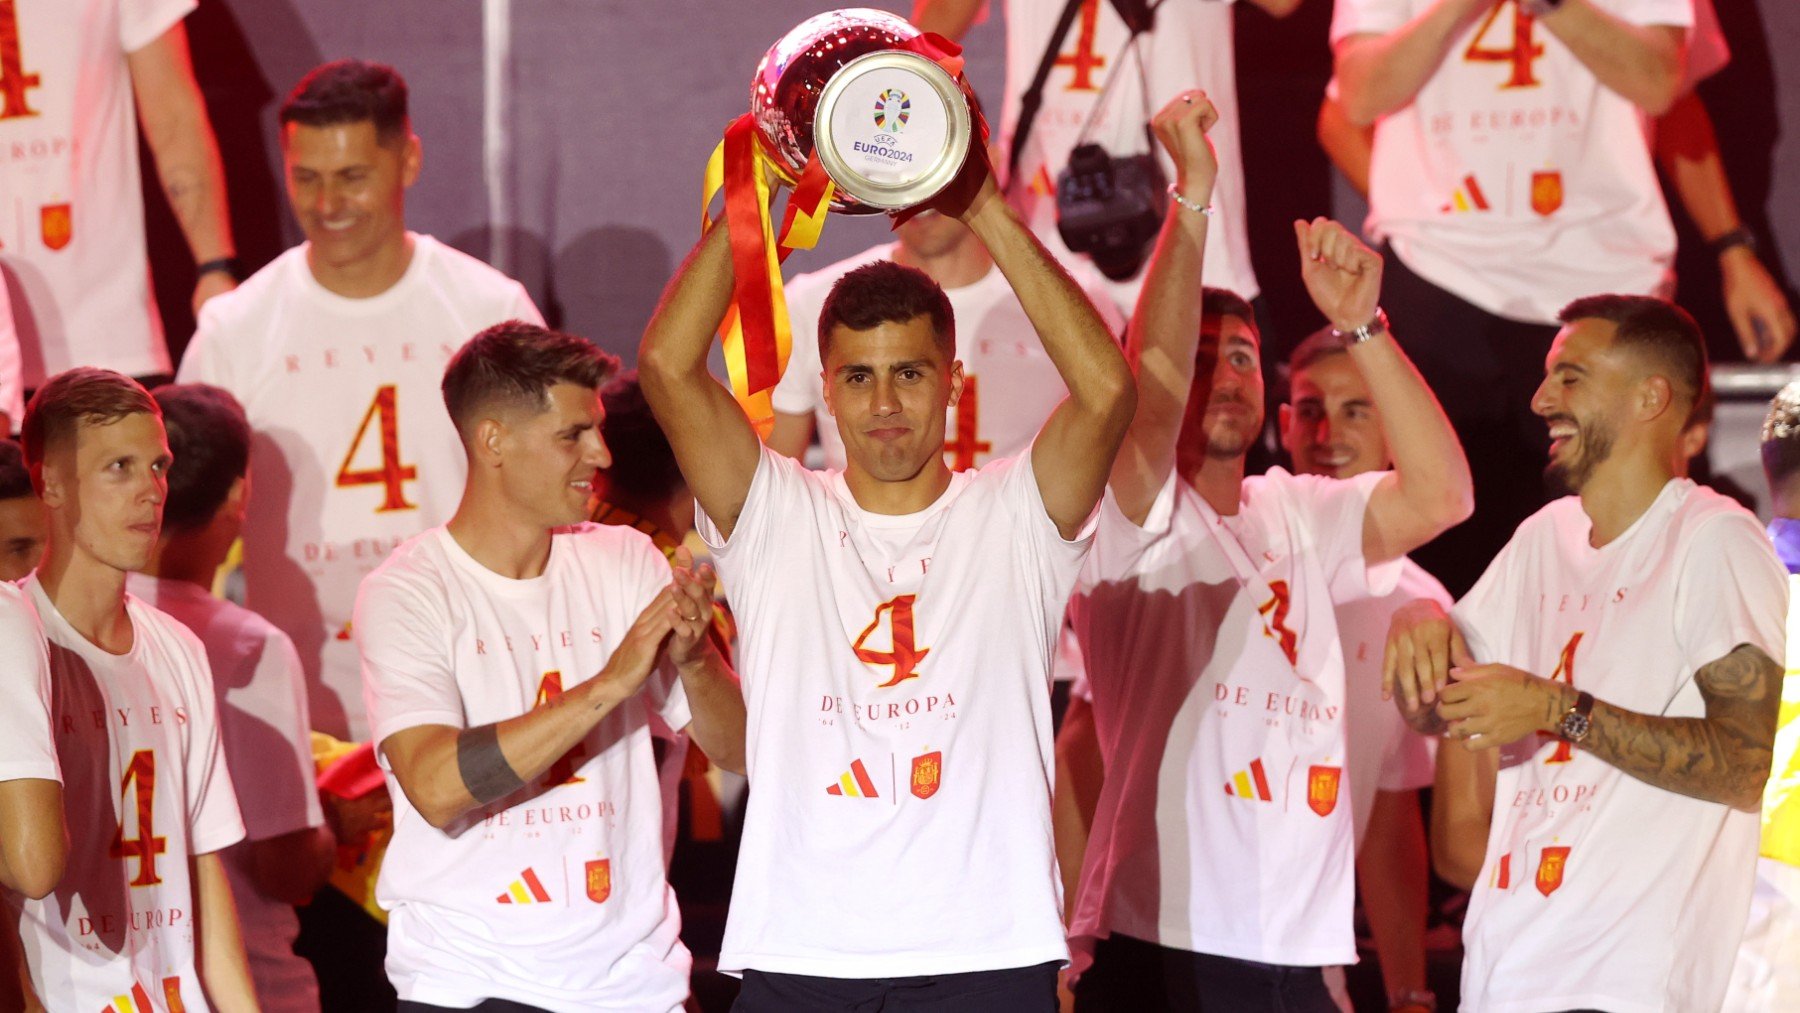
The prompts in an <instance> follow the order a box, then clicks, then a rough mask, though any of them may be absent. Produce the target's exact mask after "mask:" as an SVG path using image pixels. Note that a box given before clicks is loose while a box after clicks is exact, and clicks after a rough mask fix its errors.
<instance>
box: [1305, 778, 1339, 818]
mask: <svg viewBox="0 0 1800 1013" xmlns="http://www.w3.org/2000/svg"><path fill="white" fill-rule="evenodd" d="M1343 770H1345V768H1343V766H1312V768H1310V770H1309V772H1307V804H1309V806H1312V811H1316V813H1319V815H1321V817H1328V815H1332V810H1336V808H1337V783H1339V781H1343Z"/></svg>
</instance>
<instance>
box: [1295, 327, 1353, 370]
mask: <svg viewBox="0 0 1800 1013" xmlns="http://www.w3.org/2000/svg"><path fill="white" fill-rule="evenodd" d="M1348 351H1350V340H1348V338H1345V336H1341V335H1339V333H1337V331H1334V329H1330V327H1319V329H1318V331H1312V333H1310V335H1307V336H1305V338H1301V342H1300V344H1298V345H1294V351H1292V353H1289V356H1287V376H1289V378H1292V376H1294V374H1298V372H1300V371H1303V369H1309V367H1310V365H1312V363H1316V362H1319V360H1321V358H1330V356H1334V354H1346V353H1348Z"/></svg>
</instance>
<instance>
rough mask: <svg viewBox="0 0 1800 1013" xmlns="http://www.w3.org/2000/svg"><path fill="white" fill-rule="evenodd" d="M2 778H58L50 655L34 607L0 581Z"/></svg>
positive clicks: (18, 588) (24, 595) (40, 780)
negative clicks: (1, 666)
mask: <svg viewBox="0 0 1800 1013" xmlns="http://www.w3.org/2000/svg"><path fill="white" fill-rule="evenodd" d="M0 659H7V662H5V669H4V673H0V781H23V779H27V777H31V779H40V781H61V779H63V774H61V766H59V765H58V763H56V743H52V741H50V659H49V655H47V653H45V646H43V626H41V624H40V623H38V610H36V608H34V606H32V603H31V599H29V597H27V596H25V594H23V592H22V590H20V588H18V585H11V583H5V581H0Z"/></svg>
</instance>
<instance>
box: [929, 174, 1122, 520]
mask: <svg viewBox="0 0 1800 1013" xmlns="http://www.w3.org/2000/svg"><path fill="white" fill-rule="evenodd" d="M968 171H970V173H979V178H965V182H959V184H956V185H958V187H959V189H961V187H970V189H974V196H972V198H967V200H963V196H961V193H958V194H952V196H949V198H943V200H941V202H940V205H938V209H940V211H943V212H947V214H954V216H956V218H958V220H961V221H963V223H965V225H968V227H970V229H972V230H974V232H976V236H977V238H979V239H981V241H983V245H986V248H988V254H990V255H992V257H994V264H995V266H999V268H1001V273H1003V275H1006V282H1008V284H1012V290H1013V293H1017V295H1019V304H1021V306H1022V308H1024V315H1026V317H1028V318H1030V320H1031V327H1033V329H1035V331H1037V336H1039V340H1042V342H1044V351H1046V353H1048V354H1049V362H1051V363H1055V367H1057V372H1058V374H1060V376H1062V381H1064V383H1066V385H1067V387H1069V396H1067V398H1066V399H1064V401H1062V403H1060V405H1057V410H1055V412H1051V414H1049V421H1046V423H1044V428H1042V430H1040V432H1039V435H1037V441H1035V443H1033V444H1031V470H1033V471H1035V475H1037V488H1039V493H1040V495H1042V497H1044V509H1046V511H1048V513H1049V518H1051V520H1053V522H1057V529H1058V531H1062V536H1064V538H1073V536H1075V534H1076V533H1078V531H1080V527H1082V524H1085V522H1087V516H1089V515H1091V513H1093V511H1094V504H1098V502H1100V495H1102V493H1103V491H1105V488H1107V473H1109V471H1111V470H1112V457H1114V455H1116V453H1118V448H1120V441H1121V439H1123V437H1125V426H1127V425H1129V423H1130V414H1132V401H1134V389H1132V380H1130V369H1129V367H1127V365H1125V356H1121V354H1120V347H1118V342H1116V340H1112V333H1111V331H1109V329H1107V324H1105V320H1102V318H1100V311H1098V309H1094V304H1093V302H1089V300H1087V293H1084V291H1082V288H1080V286H1078V284H1075V281H1073V279H1071V277H1069V272H1066V270H1062V264H1058V263H1057V259H1055V257H1051V255H1049V252H1048V250H1044V245H1042V243H1039V241H1037V236H1031V230H1030V229H1026V227H1024V221H1021V220H1019V214H1017V212H1015V211H1013V209H1012V207H1010V205H1008V203H1006V200H1004V198H1003V196H1001V191H999V187H997V185H995V184H994V173H992V171H990V169H988V167H986V158H981V151H979V149H977V151H974V153H972V157H970V169H968Z"/></svg>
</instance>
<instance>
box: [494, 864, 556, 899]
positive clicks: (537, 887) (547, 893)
mask: <svg viewBox="0 0 1800 1013" xmlns="http://www.w3.org/2000/svg"><path fill="white" fill-rule="evenodd" d="M493 900H495V903H549V900H551V894H549V891H545V889H544V882H542V880H538V874H536V873H535V871H531V869H526V871H524V873H520V874H518V878H517V880H513V883H511V885H509V887H506V892H504V894H500V896H497V898H493Z"/></svg>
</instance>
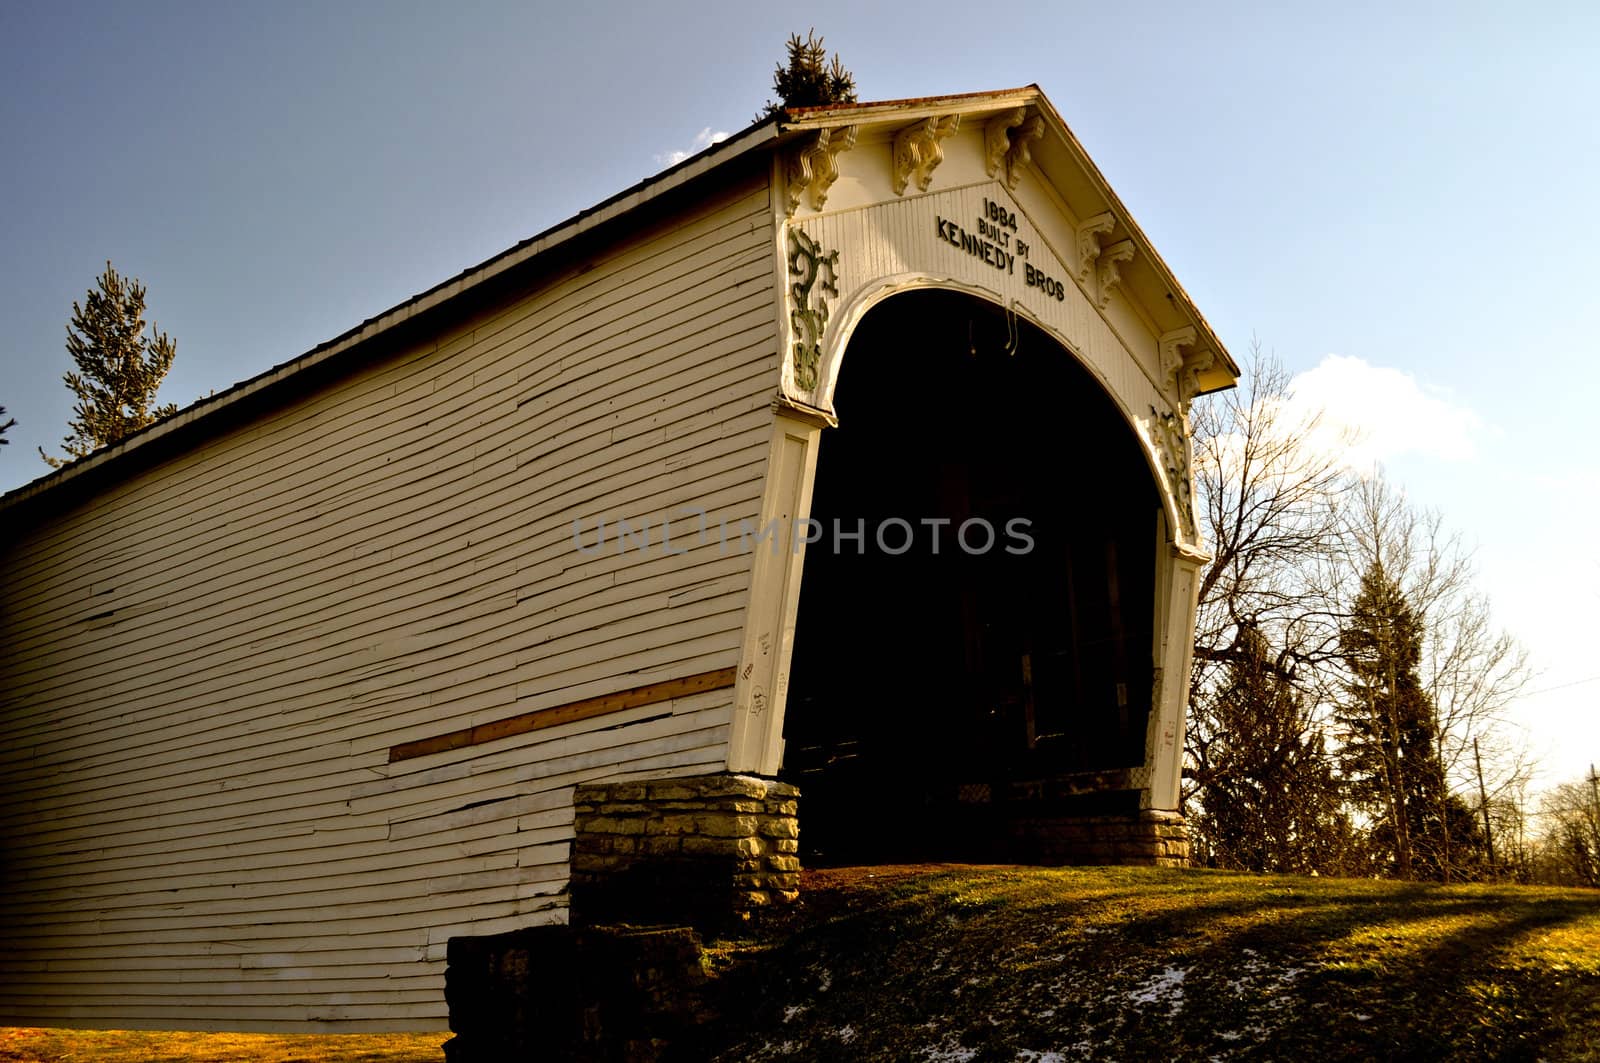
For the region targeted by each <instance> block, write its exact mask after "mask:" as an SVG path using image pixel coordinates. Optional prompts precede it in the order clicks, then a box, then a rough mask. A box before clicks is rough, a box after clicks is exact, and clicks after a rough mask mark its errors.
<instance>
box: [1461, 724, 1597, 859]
mask: <svg viewBox="0 0 1600 1063" xmlns="http://www.w3.org/2000/svg"><path fill="white" fill-rule="evenodd" d="M1472 762H1474V764H1477V767H1478V800H1480V802H1482V805H1483V837H1485V840H1486V842H1488V847H1490V868H1493V866H1494V828H1491V826H1490V791H1488V789H1485V786H1483V757H1480V756H1478V736H1477V735H1474V736H1472ZM1589 772H1590V773H1592V772H1594V765H1592V764H1590V765H1589Z"/></svg>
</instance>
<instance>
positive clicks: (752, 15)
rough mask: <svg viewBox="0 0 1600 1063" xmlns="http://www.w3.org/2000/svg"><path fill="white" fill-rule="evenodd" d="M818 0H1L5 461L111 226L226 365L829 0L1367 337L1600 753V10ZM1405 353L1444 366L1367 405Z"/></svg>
mask: <svg viewBox="0 0 1600 1063" xmlns="http://www.w3.org/2000/svg"><path fill="white" fill-rule="evenodd" d="M797 11H798V10H797V8H794V6H792V5H782V6H778V5H771V6H755V5H749V3H696V5H611V3H597V5H592V6H581V5H573V3H560V5H555V3H458V5H450V6H448V8H446V6H443V5H418V3H398V2H395V3H288V2H283V3H227V5H219V3H106V5H96V3H70V2H61V3H27V2H21V0H0V78H3V82H0V86H3V91H0V144H3V165H0V219H3V221H0V403H3V405H5V407H6V408H8V411H10V416H14V418H18V421H19V424H18V427H14V429H11V432H10V434H8V439H11V440H13V445H10V447H6V448H5V451H3V453H0V490H6V488H11V487H16V485H19V483H22V482H27V480H30V479H34V477H37V475H40V474H43V472H45V471H46V467H45V466H43V463H42V461H40V459H38V456H37V453H35V445H45V447H46V448H50V450H58V448H59V440H61V435H62V434H64V432H66V421H67V418H69V415H70V395H69V394H67V391H66V389H64V387H62V386H61V373H62V371H66V368H67V355H66V351H64V346H62V339H64V325H66V320H67V317H69V314H70V306H72V301H74V299H82V298H83V293H85V290H86V288H88V287H90V285H91V283H93V282H94V277H96V275H98V272H99V269H101V267H102V264H104V261H106V259H107V258H109V259H112V263H114V264H115V266H117V267H118V269H120V271H123V272H126V274H133V275H136V277H139V279H141V280H144V283H146V285H147V287H149V304H150V311H152V317H154V320H155V322H157V323H158V325H160V327H162V328H163V330H166V331H170V333H171V335H173V336H174V338H176V339H178V362H176V365H174V368H173V373H171V375H170V376H168V381H166V386H165V387H163V392H162V397H163V399H166V400H174V402H179V403H187V402H190V400H194V399H195V397H198V395H203V394H206V392H210V391H221V389H224V387H227V386H230V384H234V383H235V381H240V379H245V378H248V376H253V375H256V373H259V371H261V370H264V368H267V367H270V365H275V363H278V362H283V360H288V359H291V357H294V355H298V354H301V352H304V351H307V349H309V347H312V346H315V344H318V343H322V341H323V339H328V338H331V336H334V335H338V333H342V331H344V330H347V328H350V327H352V325H355V323H358V322H360V320H363V319H366V317H371V315H373V314H376V312H379V311H382V309H386V307H389V306H392V304H395V303H398V301H402V299H405V298H408V296H411V295H413V293H416V291H421V290H424V288H429V287H432V285H434V283H437V282H438V280H442V279H445V277H448V275H451V274H454V272H458V271H461V269H462V267H466V266H470V264H474V263H478V261H482V259H485V258H488V256H491V255H494V253H496V251H499V250H502V248H506V247H509V245H512V243H515V242H517V240H520V239H523V237H528V235H531V234H534V232H538V231H541V229H544V227H547V226H550V224H554V223H557V221H562V219H563V218H566V216H570V215H573V213H576V211H578V210H581V208H584V207H589V205H592V203H595V202H598V200H602V199H605V197H606V195H610V194H613V192H616V191H619V189H622V187H626V186H629V184H632V183H635V181H638V179H640V178H643V176H648V174H650V173H651V171H654V170H658V168H659V166H661V162H659V160H661V158H664V157H667V155H669V154H670V152H674V150H685V149H690V147H691V146H693V144H694V138H696V134H699V133H701V131H702V130H709V131H733V130H738V128H742V126H744V125H747V123H749V122H750V120H752V118H754V115H755V112H757V110H758V109H760V106H762V104H763V102H765V101H766V99H768V96H770V83H771V69H773V66H774V62H776V61H778V58H779V53H781V50H782V42H784V38H786V37H787V34H789V32H792V30H802V32H803V30H805V29H806V27H808V26H814V27H816V29H818V30H819V32H821V34H824V35H826V38H827V45H829V48H834V50H838V51H840V53H842V56H843V59H845V62H846V66H850V67H851V69H853V70H854V74H856V80H858V85H859V90H861V96H862V99H888V98H899V96H920V94H933V93H958V91H976V90H992V88H1006V86H1013V85H1026V83H1029V82H1037V83H1038V85H1040V86H1042V88H1043V90H1045V91H1046V93H1048V94H1050V98H1051V101H1053V102H1054V104H1056V107H1058V109H1059V110H1061V114H1062V117H1064V118H1066V120H1067V123H1069V125H1072V128H1074V131H1075V133H1077V134H1078V138H1080V139H1082V141H1083V144H1085V147H1086V149H1088V150H1090V154H1091V155H1093V157H1094V158H1096V162H1098V163H1099V166H1101V170H1102V171H1104V173H1106V174H1107V178H1109V179H1110V183H1112V186H1114V187H1115V189H1117V191H1118V194H1120V195H1122V199H1123V202H1125V203H1126V205H1128V207H1130V210H1131V211H1133V213H1134V216H1136V218H1138V219H1139V223H1141V226H1142V227H1144V231H1146V232H1147V234H1149V237H1150V239H1152V242H1154V243H1155V247H1157V248H1158V250H1160V251H1162V255H1163V256H1165V258H1166V261H1168V263H1170V266H1171V267H1173V271H1174V272H1176V274H1178V277H1179V279H1181V280H1182V283H1184V287H1186V288H1187V290H1189V293H1190V296H1194V299H1195V303H1197V304H1198V306H1200V307H1202V311H1203V312H1205V314H1206V317H1208V319H1210V320H1211V323H1213V327H1214V328H1216V331H1218V333H1219V335H1221V338H1222V339H1224V343H1227V344H1229V347H1230V349H1232V351H1234V354H1235V357H1240V359H1243V357H1245V355H1246V354H1248V351H1250V344H1251V339H1253V338H1259V341H1261V344H1262V346H1264V347H1267V349H1270V351H1275V352H1277V355H1278V357H1282V359H1283V360H1285V362H1286V363H1288V367H1290V368H1291V370H1294V371H1309V370H1314V368H1317V367H1318V365H1325V362H1326V360H1328V359H1330V357H1333V355H1336V357H1338V359H1341V360H1339V362H1334V363H1333V365H1342V367H1346V370H1350V367H1352V365H1354V367H1355V368H1354V370H1352V371H1350V373H1346V384H1349V383H1350V381H1354V383H1355V387H1354V392H1355V395H1357V399H1354V400H1350V399H1344V397H1342V395H1349V394H1350V392H1352V387H1349V386H1346V387H1341V389H1338V395H1336V397H1334V399H1336V400H1338V402H1342V403H1344V405H1342V407H1341V408H1339V410H1338V411H1336V413H1338V415H1339V416H1342V418H1347V419H1354V421H1368V419H1370V421H1373V423H1379V421H1382V423H1381V424H1376V427H1378V431H1376V435H1374V439H1378V440H1384V442H1381V443H1379V445H1378V448H1379V453H1378V455H1376V456H1378V458H1381V459H1382V463H1384V466H1386V469H1387V471H1389V474H1390V475H1392V479H1395V480H1398V482H1402V483H1403V485H1405V487H1406V490H1408V491H1410V493H1411V496H1413V498H1414V499H1418V501H1421V503H1424V504H1429V506H1437V507H1438V509H1442V511H1443V512H1445V514H1446V517H1448V520H1450V523H1451V525H1453V527H1454V528H1458V530H1459V532H1462V535H1464V536H1466V538H1467V540H1469V541H1470V543H1475V544H1477V564H1478V568H1480V575H1482V578H1480V584H1482V586H1483V588H1485V589H1486V591H1488V592H1490V594H1491V597H1493V599H1494V602H1496V615H1498V618H1499V621H1501V623H1502V624H1506V626H1507V628H1510V629H1512V631H1514V632H1515V634H1518V637H1520V639H1522V640H1523V642H1525V644H1526V645H1528V648H1530V650H1531V653H1533V660H1534V664H1536V668H1538V669H1539V672H1541V674H1539V677H1538V679H1536V680H1534V682H1533V684H1531V687H1530V690H1533V692H1546V693H1533V695H1531V696H1528V698H1525V701H1523V704H1522V706H1520V708H1518V719H1520V720H1522V722H1523V724H1525V725H1526V727H1528V728H1530V736H1531V744H1533V748H1534V752H1538V754H1539V756H1541V757H1542V762H1544V767H1546V778H1547V780H1550V781H1554V780H1565V778H1574V776H1578V775H1579V773H1582V772H1584V770H1586V767H1587V764H1589V762H1590V760H1600V724H1597V719H1595V714H1594V711H1592V706H1594V704H1595V703H1597V700H1600V682H1592V680H1594V679H1595V677H1600V653H1597V652H1595V636H1597V624H1595V620H1594V616H1595V610H1597V608H1600V557H1597V554H1595V552H1594V551H1590V549H1586V544H1587V541H1589V530H1592V528H1595V527H1597V525H1600V501H1597V499H1600V469H1597V464H1595V451H1597V448H1595V445H1594V442H1592V439H1590V432H1589V410H1590V408H1592V399H1590V397H1589V387H1590V381H1592V367H1594V365H1595V363H1597V362H1600V330H1597V328H1595V325H1594V322H1592V306H1594V295H1592V291H1594V287H1595V267H1594V258H1595V248H1597V247H1600V205H1597V203H1600V197H1597V187H1600V181H1597V176H1600V120H1597V117H1595V106H1597V102H1600V50H1597V45H1595V42H1597V40H1600V8H1597V6H1595V5H1592V3H1576V2H1574V3H1525V5H1517V6H1515V10H1514V8H1512V5H1475V3H1411V5H1408V3H1384V5H1376V3H1374V5H1350V3H1347V5H1325V6H1318V8H1315V10H1312V8H1310V6H1307V5H1282V3H1261V5H1248V3H1234V5H1227V3H1213V5H1195V3H1136V5H1106V3H1093V5H1091V3H1082V5H1075V3H1050V5H1013V6H1010V8H1006V6H1002V5H958V3H947V2H944V0H930V2H925V3H917V5H906V3H894V5H882V6H874V8H862V6H861V5H856V3H850V5H845V3H813V5H806V6H805V10H803V14H798V13H797ZM1362 367H1365V368H1366V370H1371V371H1373V375H1371V376H1370V378H1363V376H1362V371H1363V368H1362ZM1325 368H1326V367H1325ZM1389 371H1397V373H1400V375H1403V378H1398V379H1403V381H1405V387H1414V392H1413V391H1405V389H1400V391H1390V392H1389V394H1406V395H1421V397H1422V399H1426V402H1411V403H1410V405H1408V407H1402V410H1400V413H1398V415H1397V413H1395V405H1397V403H1392V402H1390V403H1381V402H1379V403H1373V405H1371V407H1370V408H1368V407H1365V405H1363V403H1362V399H1360V394H1362V387H1360V384H1362V381H1363V379H1370V381H1371V386H1373V387H1389V386H1390V384H1394V381H1395V379H1397V378H1395V376H1392V375H1390V373H1389ZM1352 373H1354V375H1352ZM1326 376H1328V373H1323V376H1322V378H1315V376H1314V378H1309V379H1312V381H1317V379H1325V378H1326ZM1386 381H1387V383H1386ZM1334 399H1330V400H1334ZM1352 402H1354V407H1352ZM1406 408H1410V410H1413V411H1418V416H1410V418H1408V416H1406ZM1397 416H1398V418H1400V419H1403V421H1405V423H1406V424H1408V426H1410V427H1408V431H1400V427H1397V426H1395V424H1394V419H1395V418H1397ZM1386 418H1387V421H1386Z"/></svg>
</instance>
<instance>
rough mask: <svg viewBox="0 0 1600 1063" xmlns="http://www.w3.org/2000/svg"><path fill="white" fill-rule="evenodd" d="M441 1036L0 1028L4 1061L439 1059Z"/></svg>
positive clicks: (216, 1061) (101, 1062) (30, 1062)
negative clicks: (230, 1033)
mask: <svg viewBox="0 0 1600 1063" xmlns="http://www.w3.org/2000/svg"><path fill="white" fill-rule="evenodd" d="M448 1037H450V1034H448V1033H435V1034H202V1033H168V1031H146V1029H34V1028H14V1026H13V1028H0V1063H69V1061H70V1063H80V1061H82V1063H91V1061H93V1063H438V1061H440V1060H443V1058H445V1057H443V1053H442V1052H440V1045H442V1044H443V1042H445V1041H446V1039H448Z"/></svg>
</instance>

..........

**Required work**
Copy the lines above between the one holding "positive clicks: (537, 887) (547, 893)" and the one holding "positive clicks: (752, 15)", inclusive. Drop the pictures.

**Solution for this exercise**
positive clicks: (537, 887) (547, 893)
mask: <svg viewBox="0 0 1800 1013" xmlns="http://www.w3.org/2000/svg"><path fill="white" fill-rule="evenodd" d="M493 900H495V903H549V900H551V894H549V891H545V889H544V882H542V880H538V874H536V873H535V871H531V869H526V871H524V873H520V874H518V878H517V880H513V883H511V885H509V887H506V892H504V894H500V896H497V898H493Z"/></svg>
</instance>
For the region targeted by each <instance> block, write its exact mask after "mask:" as an SVG path using image pixel coordinates. Optional prompts precede it in the order clicks, then a box, then a rough mask. A box before clicks is rough, a box after clicks is exact, and clicks after a rough mask mark its errors.
<instance>
box: [1461, 724, 1597, 859]
mask: <svg viewBox="0 0 1600 1063" xmlns="http://www.w3.org/2000/svg"><path fill="white" fill-rule="evenodd" d="M1472 762H1474V764H1477V767H1478V800H1480V802H1482V805H1483V837H1485V840H1486V842H1488V847H1490V868H1493V866H1494V828H1491V826H1490V791H1488V789H1485V786H1483V757H1480V756H1478V736H1477V735H1474V736H1472ZM1589 772H1590V773H1592V772H1594V765H1592V764H1590V765H1589Z"/></svg>
</instance>
<instance>
positive clicks: (752, 15)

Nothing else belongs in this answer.